- [Teks Bacaan]:
Bahkan, pada tahun 1930, Kotaparaja Blitar sudah memiliki lambang daerah sendiri. Lambang itu bergambar sebuah gunung dan Candi Penataran, dengan latar belakang gambar berwarna kuning kecoklatan di belakang gambar gunung –yang diyakini menggambarkan Gunung Kelud dan berwarna biru di belakang gambar Candi Penataran. Alasan yang mendasarinya adalah Blitar selama ini identik dengan Candi Penataran dan Gunung Kelud. Sehingga, tanpa melihat kondisi geografis, lambang Kotapraja Blitar pun mengikuti identitas itu. Sedangkan, makna dari pewarnaan itu, lebih-kurang adalah: adanya loyalitas yang luhur atau murni kepada kepemerintahan Hindia-Belanda. Namun, sejumlah produk hukum pemerintah kolonial Belanda itu, tidak menyurutkan rakyat Kota Blitar untuk membebaskan diri dari penjajahan. Sejumlah perlawanan-perlawanan untuk memerdekakan diri, terus berlangsung.

- [Data yang Diberikan]:

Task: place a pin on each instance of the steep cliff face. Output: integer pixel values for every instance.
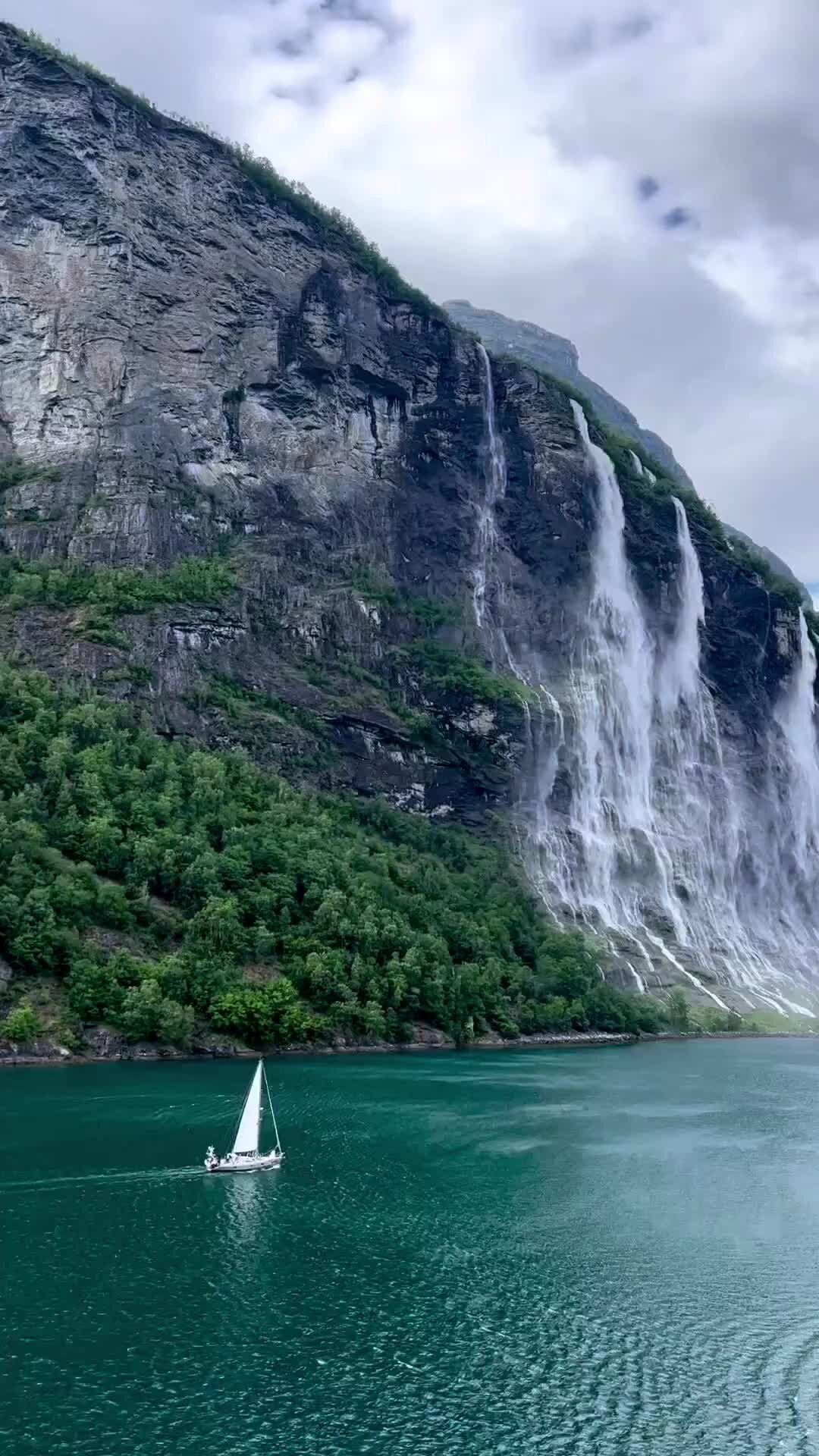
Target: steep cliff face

- [Soal Latihan]: Salin lagi semua bagian teks bacaan dari "Bahkan, pada tahun" sampai "diri, terus berlangsung.", tapi tukar "Candi Penataran" dengan "Candi Sawentar". Data ini tidak ada hubungannya dengan teks bacaan.

- [Jawaban Latihan]:
Bahkan, pada tahun 1930, Kotaparaja Blitar sudah memiliki lambang daerah sendiri. Lambang itu bergambar sebuah gunung dan Candi Sawentar, dengan latar belakang gambar berwarna kuning kecoklatan di belakang gambar gunung –yang diyakini menggambarkan Gunung Kelud dan berwarna biru di belakang gambar Candi Sawentar. Alasan yang mendasarinya adalah Blitar selama ini identik dengan Candi Sawentar dan Gunung Kelud. Sehingga, tanpa melihat kondisi geografis, lambang Kotapraja Blitar pun mengikuti identitas itu. Sedangkan, makna dari pewarnaan itu, lebih-kurang adalah: adanya loyalitas yang luhur atau murni kepada kepemerintahan Hindia-Belanda. Namun, sejumlah produk hukum pemerintah kolonial Belanda itu, tidak menyurutkan rakyat Kota Blitar untuk membebaskan diri dari penjajahan. Sejumlah perlawanan-perlawanan untuk memerdekakan diri, terus berlangsung.